begin TEXT EXCERPT

I would like to combine an array full of floats with an array full of strings. Is there a way to do this?
(I am also having trouble rounding my floats, insert is changing them to scientific notation; I am unable to reproduce this with a small example)
A=np.array([[1/3,257/35],[3,4],[5,6]],dtype=float)
B=np.array([7,8,9],dtype=float)
C=np.insert(A,A.shape[1],B,axis=1)
print(np.arround(B,decimals=2))
D=np.array(['name1','name2','name3'])
How do I append D onto the end of C in the same way that I appended B onto A (insert D as the last column of C)?
I suspect that there is a type issue between having strings and floats in the same array. It would also answer my questions if there were a way to change a float (or maybe a scientific number, my numbers are displayed as '5.02512563e-02') to a string with about 4 digits (.0502).

end TEXT EXCERPT
begin ENTRIES SUPPLIED

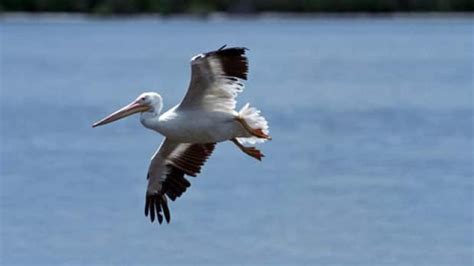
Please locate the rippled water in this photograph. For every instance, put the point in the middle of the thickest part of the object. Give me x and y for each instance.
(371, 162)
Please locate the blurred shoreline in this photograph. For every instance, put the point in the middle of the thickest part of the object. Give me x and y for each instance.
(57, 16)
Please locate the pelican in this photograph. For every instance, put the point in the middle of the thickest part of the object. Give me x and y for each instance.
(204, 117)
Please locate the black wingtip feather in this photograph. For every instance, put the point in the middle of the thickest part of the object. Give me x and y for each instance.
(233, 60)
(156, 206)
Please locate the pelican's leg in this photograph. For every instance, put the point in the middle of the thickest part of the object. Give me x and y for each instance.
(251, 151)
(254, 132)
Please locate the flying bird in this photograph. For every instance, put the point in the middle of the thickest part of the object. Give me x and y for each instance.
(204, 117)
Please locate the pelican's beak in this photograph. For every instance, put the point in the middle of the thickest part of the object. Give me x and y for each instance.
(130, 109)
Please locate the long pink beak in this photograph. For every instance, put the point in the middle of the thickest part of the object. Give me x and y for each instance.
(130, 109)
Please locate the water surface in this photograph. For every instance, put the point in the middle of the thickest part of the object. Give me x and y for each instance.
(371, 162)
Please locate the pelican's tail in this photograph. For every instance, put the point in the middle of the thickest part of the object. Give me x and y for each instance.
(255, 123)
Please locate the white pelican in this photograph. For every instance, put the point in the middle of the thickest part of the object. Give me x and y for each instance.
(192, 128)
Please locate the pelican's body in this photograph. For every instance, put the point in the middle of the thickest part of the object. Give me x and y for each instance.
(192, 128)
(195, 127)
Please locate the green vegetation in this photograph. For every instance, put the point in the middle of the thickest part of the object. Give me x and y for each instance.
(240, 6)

end ENTRIES SUPPLIED
begin ENTRIES SUPPLIED

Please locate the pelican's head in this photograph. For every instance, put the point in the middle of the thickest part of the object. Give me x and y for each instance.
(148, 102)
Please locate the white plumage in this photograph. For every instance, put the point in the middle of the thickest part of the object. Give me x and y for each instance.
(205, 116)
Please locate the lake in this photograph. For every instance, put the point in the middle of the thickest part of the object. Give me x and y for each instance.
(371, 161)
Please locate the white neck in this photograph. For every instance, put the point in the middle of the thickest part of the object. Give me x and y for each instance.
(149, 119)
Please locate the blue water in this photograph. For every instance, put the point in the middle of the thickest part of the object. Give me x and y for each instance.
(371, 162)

end ENTRIES SUPPLIED
begin ENTRIES SUPPLIED

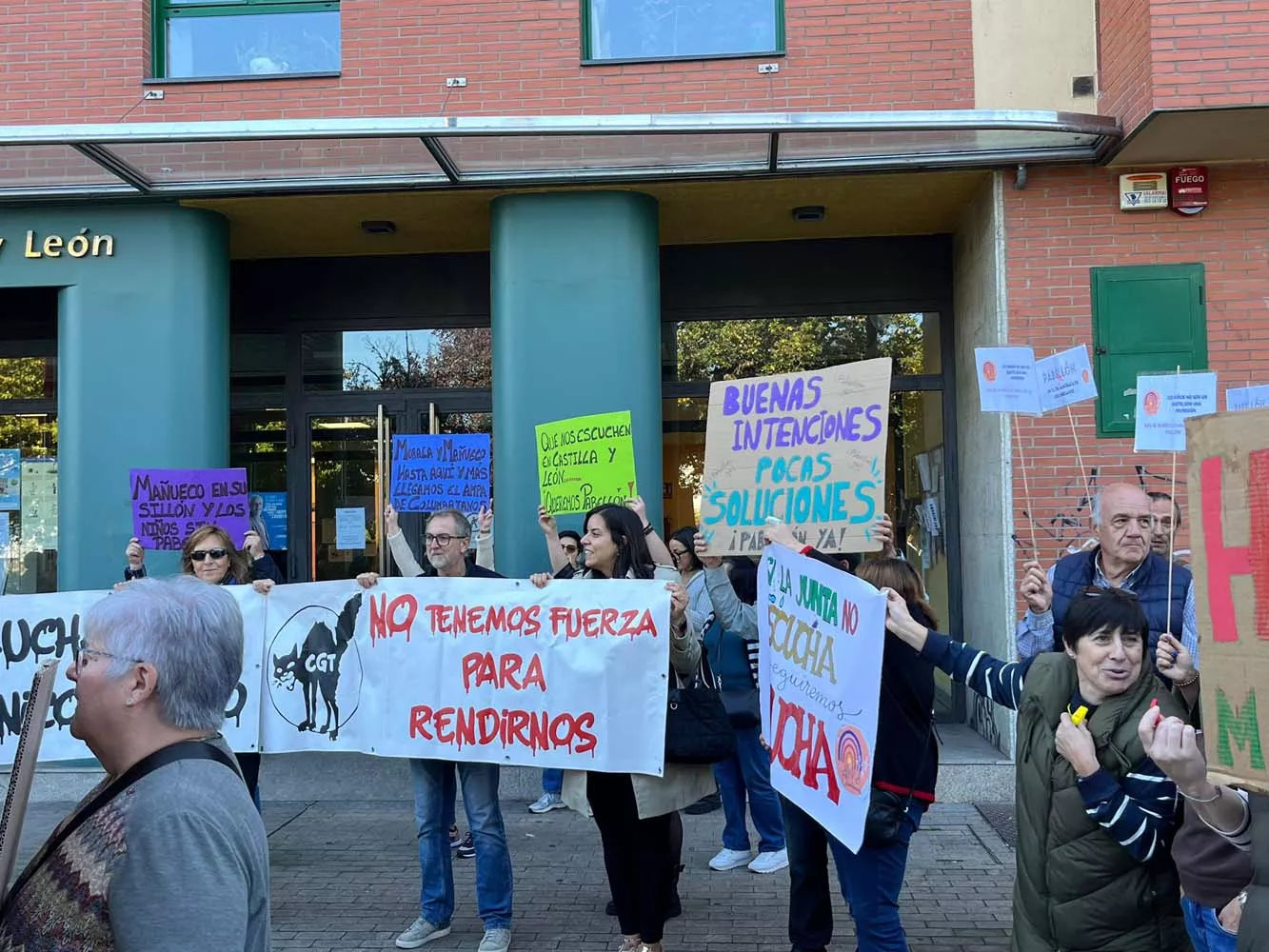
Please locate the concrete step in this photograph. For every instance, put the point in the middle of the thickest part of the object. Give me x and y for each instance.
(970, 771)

end ENTRIES SUPPLIED

WRITTEN TASK 1 - List every variable name that the code in the numpy question assigns a value to.
WRITTEN TASK 2 - Decide whether each statement agrees with the numpy question, answering yes or no and quoting the words of the question that settle it. (a) Array B is created with a float dtype. (b) Array D holds numbers. (c) The asker managed to reproduce the scientific notation problem with a small example.
WRITTEN TASK 3 - Continue the numpy question from its final sentence.

REPLY 1 - A, B, C, D

REPLY 2 -
(a) Yes: "B=np.array([7,8,9],dtype=float)"
(b) No: "D=np.array(['name1','name2','name3'])"
(c) No: "I am unable to reproduce this with a small example"

REPLY 3 -
I believe concatenate will not work, because the array dimensions are (3,3) and (,3). D is a 1-D array, D.T is no different than D. Also, when I plug this in I get "ValueError: all the input arrays must have same number of dimensions."
I don't care about accuracy loss due to appending, as this is the last step before I print.
Use dtype=object in your numpy array; like bellow:
np.array([1, 'a'], dtype=object)
Try making D a numpy array first, then transposing and concatenating with C:
D=np.array([['name1','name2','name3']])
np.concatenate((C, D.T), axis=1)
See the documentation for concatenate for explanation and examples:
http://docs.scipy.org/doc/numpy/reference/generated/numpy.concatenate.html
numpy arrays support only one type of data in the array. Changing the float to str is not a good idea as it will only result in values very close to the original value.
Try using pandas, it support multiple data types in single column.
import numpy as np
import pandas as pd
np_ar1 = np.array([1.3, 1.4, 1.5])
np_ar2 = np.array(['name1', 'name2', 'name3'])
df1 = pd.DataFrame({'ar1':np_ar1})
df2 = pd.DataFrame({'ar2':np_ar2})
pd.concat([df1.ar1, df2.ar2], axis=0)